-------- DATA EXTRACT --------

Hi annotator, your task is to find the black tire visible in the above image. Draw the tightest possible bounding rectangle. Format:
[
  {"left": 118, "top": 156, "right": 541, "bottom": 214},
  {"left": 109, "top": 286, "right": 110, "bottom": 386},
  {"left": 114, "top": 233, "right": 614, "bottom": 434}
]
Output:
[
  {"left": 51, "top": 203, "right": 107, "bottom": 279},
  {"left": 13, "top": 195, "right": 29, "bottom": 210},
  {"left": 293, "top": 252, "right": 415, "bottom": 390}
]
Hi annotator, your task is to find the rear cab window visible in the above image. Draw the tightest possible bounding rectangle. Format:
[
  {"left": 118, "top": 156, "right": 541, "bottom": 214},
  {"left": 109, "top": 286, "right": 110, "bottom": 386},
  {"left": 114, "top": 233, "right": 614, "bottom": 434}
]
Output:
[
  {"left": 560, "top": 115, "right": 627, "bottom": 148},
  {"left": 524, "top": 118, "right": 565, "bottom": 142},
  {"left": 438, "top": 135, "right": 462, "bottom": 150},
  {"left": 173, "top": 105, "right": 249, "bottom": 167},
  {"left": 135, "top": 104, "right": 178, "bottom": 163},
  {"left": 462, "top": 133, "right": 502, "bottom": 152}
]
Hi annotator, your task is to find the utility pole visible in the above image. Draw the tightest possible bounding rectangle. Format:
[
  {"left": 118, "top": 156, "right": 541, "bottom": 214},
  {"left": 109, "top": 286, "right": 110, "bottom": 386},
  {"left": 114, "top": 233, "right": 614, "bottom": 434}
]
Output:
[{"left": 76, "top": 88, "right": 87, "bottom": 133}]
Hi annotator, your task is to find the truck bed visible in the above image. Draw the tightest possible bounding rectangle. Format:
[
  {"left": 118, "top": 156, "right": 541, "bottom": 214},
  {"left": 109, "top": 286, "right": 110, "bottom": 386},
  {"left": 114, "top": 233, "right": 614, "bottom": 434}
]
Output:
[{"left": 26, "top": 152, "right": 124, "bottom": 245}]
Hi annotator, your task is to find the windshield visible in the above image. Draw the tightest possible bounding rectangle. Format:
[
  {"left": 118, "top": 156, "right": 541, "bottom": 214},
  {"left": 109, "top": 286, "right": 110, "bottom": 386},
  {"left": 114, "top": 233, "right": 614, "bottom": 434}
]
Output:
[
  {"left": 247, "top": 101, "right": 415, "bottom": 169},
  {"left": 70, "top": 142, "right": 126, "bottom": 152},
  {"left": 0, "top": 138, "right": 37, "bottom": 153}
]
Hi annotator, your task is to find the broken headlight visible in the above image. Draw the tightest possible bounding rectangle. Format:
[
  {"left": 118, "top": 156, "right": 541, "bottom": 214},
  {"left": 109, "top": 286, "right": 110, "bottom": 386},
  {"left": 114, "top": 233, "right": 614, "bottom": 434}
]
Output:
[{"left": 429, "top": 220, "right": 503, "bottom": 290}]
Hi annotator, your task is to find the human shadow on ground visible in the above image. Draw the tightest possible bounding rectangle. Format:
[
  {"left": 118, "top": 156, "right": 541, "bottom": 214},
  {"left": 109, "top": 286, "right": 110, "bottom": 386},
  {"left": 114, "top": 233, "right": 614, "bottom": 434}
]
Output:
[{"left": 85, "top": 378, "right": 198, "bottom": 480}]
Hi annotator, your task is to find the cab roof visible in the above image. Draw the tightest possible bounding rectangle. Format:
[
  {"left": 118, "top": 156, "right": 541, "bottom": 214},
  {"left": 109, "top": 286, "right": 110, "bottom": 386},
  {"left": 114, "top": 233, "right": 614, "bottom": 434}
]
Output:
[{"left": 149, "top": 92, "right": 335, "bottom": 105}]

--------

_WORK REQUIRED_:
Copy every row above word for word, with no changes.

_SOLUTION BELOW_:
Hi annotator, your task is to find the black tire visible in the above image. Draw the tightest possible bounding rectangle. Format:
[
  {"left": 118, "top": 156, "right": 541, "bottom": 214},
  {"left": 109, "top": 286, "right": 110, "bottom": 386},
  {"left": 114, "top": 233, "right": 614, "bottom": 434}
]
Output:
[
  {"left": 51, "top": 203, "right": 107, "bottom": 279},
  {"left": 13, "top": 195, "right": 29, "bottom": 210},
  {"left": 293, "top": 252, "right": 415, "bottom": 390}
]
Hi annotator, your task is to find the rear cab window visible in the above image. Draw the tightest possible bounding rectangle. Format:
[
  {"left": 118, "top": 156, "right": 541, "bottom": 214},
  {"left": 109, "top": 286, "right": 110, "bottom": 386},
  {"left": 114, "top": 233, "right": 614, "bottom": 434}
]
Output:
[
  {"left": 560, "top": 115, "right": 627, "bottom": 148},
  {"left": 524, "top": 118, "right": 565, "bottom": 142},
  {"left": 438, "top": 135, "right": 462, "bottom": 150},
  {"left": 173, "top": 105, "right": 249, "bottom": 167},
  {"left": 135, "top": 104, "right": 178, "bottom": 163},
  {"left": 462, "top": 133, "right": 502, "bottom": 152}
]
Hi annotator, your task is to find the utility pole visible in the above image. Draw the tightest possible bounding rectangle. Format:
[
  {"left": 118, "top": 156, "right": 541, "bottom": 214},
  {"left": 109, "top": 286, "right": 110, "bottom": 386},
  {"left": 114, "top": 233, "right": 614, "bottom": 434}
]
Output:
[{"left": 76, "top": 88, "right": 87, "bottom": 133}]
Hi annotator, your task is to find the truck bed visible in the above image. Draw the tightest possible bounding rectangle. Format:
[
  {"left": 118, "top": 156, "right": 541, "bottom": 214},
  {"left": 109, "top": 286, "right": 110, "bottom": 386},
  {"left": 114, "top": 233, "right": 614, "bottom": 434}
]
Output:
[{"left": 26, "top": 152, "right": 124, "bottom": 245}]
Hi annotator, your task is to find the windshield visible in the above image. Draw the tightest possible bounding rectangle. Format:
[
  {"left": 118, "top": 156, "right": 541, "bottom": 214},
  {"left": 109, "top": 286, "right": 110, "bottom": 386},
  {"left": 114, "top": 233, "right": 614, "bottom": 434}
]
Output:
[
  {"left": 247, "top": 101, "right": 415, "bottom": 169},
  {"left": 70, "top": 142, "right": 126, "bottom": 152},
  {"left": 0, "top": 138, "right": 37, "bottom": 153}
]
Hi annotator, your task is to find the broken headlight visible in the above image. Draw the tightest possible bounding rectangle. Format:
[
  {"left": 118, "top": 156, "right": 541, "bottom": 214},
  {"left": 109, "top": 286, "right": 110, "bottom": 386},
  {"left": 114, "top": 233, "right": 614, "bottom": 434}
]
Output:
[{"left": 429, "top": 220, "right": 503, "bottom": 290}]
Hi annotator, your task is to find the human shadow on ground visible in the above image. Draw the tightest possible bounding rectangle. Format:
[
  {"left": 118, "top": 156, "right": 541, "bottom": 214},
  {"left": 109, "top": 286, "right": 110, "bottom": 386},
  {"left": 114, "top": 233, "right": 614, "bottom": 434}
]
Output:
[{"left": 85, "top": 378, "right": 198, "bottom": 480}]
Hi annotator, your task is to find the cab roof visible in the above image. Draw the tightest possible bounding rectangle. Format:
[
  {"left": 118, "top": 156, "right": 541, "bottom": 214},
  {"left": 109, "top": 286, "right": 110, "bottom": 386},
  {"left": 114, "top": 233, "right": 614, "bottom": 434}
]
Output:
[{"left": 149, "top": 92, "right": 335, "bottom": 105}]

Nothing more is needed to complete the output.